__Halaman__
· · · · ·

Setangkai Payung Zaman VOC, Tudung Cerita Orang Eropa dan Budaknya

By Mahandis Yoanata Thamrin, Senin, 5 September 2022 | 10:00 WIB
Lukisan karya Aelbert Cuyp dilukis sekitar 1640 dan 1660. Tampak seorang komandan armada VOC, mungkin Jakob Martensen, dan istrinya. Mereka berdiri di atas bukit dengan pemandangan pelabuhan Batavia dengan latar belakang Kastel Batavia. Seorang budak membawa payung mewah demi melindungi pasangan itu (Rijksmuseum Amsterdam)

Kohoe mengungkapkan juga sosok orang Belanda yang melanggar aturan tahun 1647. Komandan armada VOC Jakob Martensen—dan istrinya—kendati busananya tampak sederhana, mereka telah melanggar aturan gara-gara payung dipegang oleh budak. “Tampaknya mereka ingin digambarkan melakukan hal itu [memerintahkan budak untuk memayungi] yang secara lahiriah menegaskan dominasi mereka terhadap unsur warna lokal.”

· · · · ·

(Item dari sebuah dataset)
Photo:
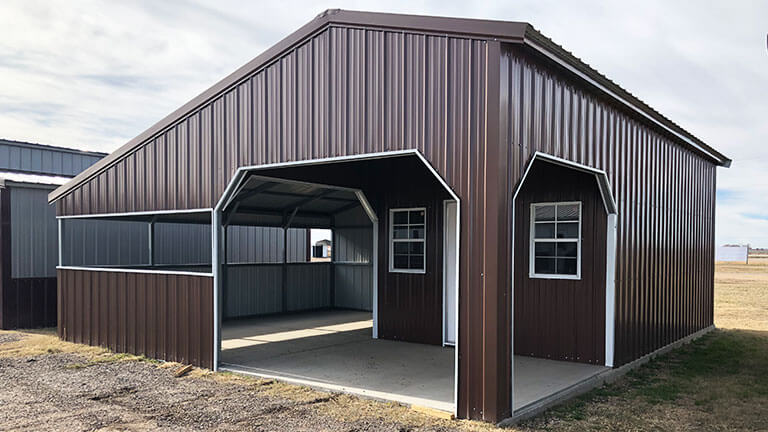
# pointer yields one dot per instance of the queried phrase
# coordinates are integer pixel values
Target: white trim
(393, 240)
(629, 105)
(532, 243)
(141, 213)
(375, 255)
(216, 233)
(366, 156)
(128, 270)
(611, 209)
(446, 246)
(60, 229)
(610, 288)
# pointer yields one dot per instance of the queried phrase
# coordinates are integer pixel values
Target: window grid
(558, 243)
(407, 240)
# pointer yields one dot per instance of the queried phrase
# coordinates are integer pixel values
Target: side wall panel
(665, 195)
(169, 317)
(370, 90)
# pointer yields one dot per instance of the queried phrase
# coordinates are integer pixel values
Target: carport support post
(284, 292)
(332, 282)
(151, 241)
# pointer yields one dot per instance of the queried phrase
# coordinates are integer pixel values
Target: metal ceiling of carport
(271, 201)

· · · · ·

__Persyaratan__
1. Tuliskan ulang bagian artikel tentang payung zaman VOC mulai dari "By Mahandis Yoanata" sampai dengan "itu (Rijksmuseum Amsterdam)".
2. Dalam artikel tentang payung zaman VOC, siapa pelukis lukisan yang menampilkan komandan armada VOC dan istrinya?
3. Berdasarkan artikel tentang payung zaman VOC, jelaskan mengapa Jakob Martensen dan istrinya disebut telah melanggar aturan tahun 1647.

__Jawaban Latihan__
1.
By Mahandis Yoanata Thamrin, Senin, 5 September 2022 | 10:00 WIB
Lukisan karya Aelbert Cuyp dilukis sekitar 1640 dan 1660. Tampak seorang komandan armada VOC, mungkin Jakob Martensen, dan istrinya. Mereka berdiri di atas bukit dengan pemandangan pelabuhan Batavia dengan latar belakang Kastel Batavia. Seorang budak membawa payung mewah demi melindungi pasangan itu (Rijksmuseum Amsterdam)

2. Aelbert Cuyp.

3. Mereka melanggar aturan tersebut karena payung mereka dipegang oleh budak, meskipun busana mereka tampak sederhana.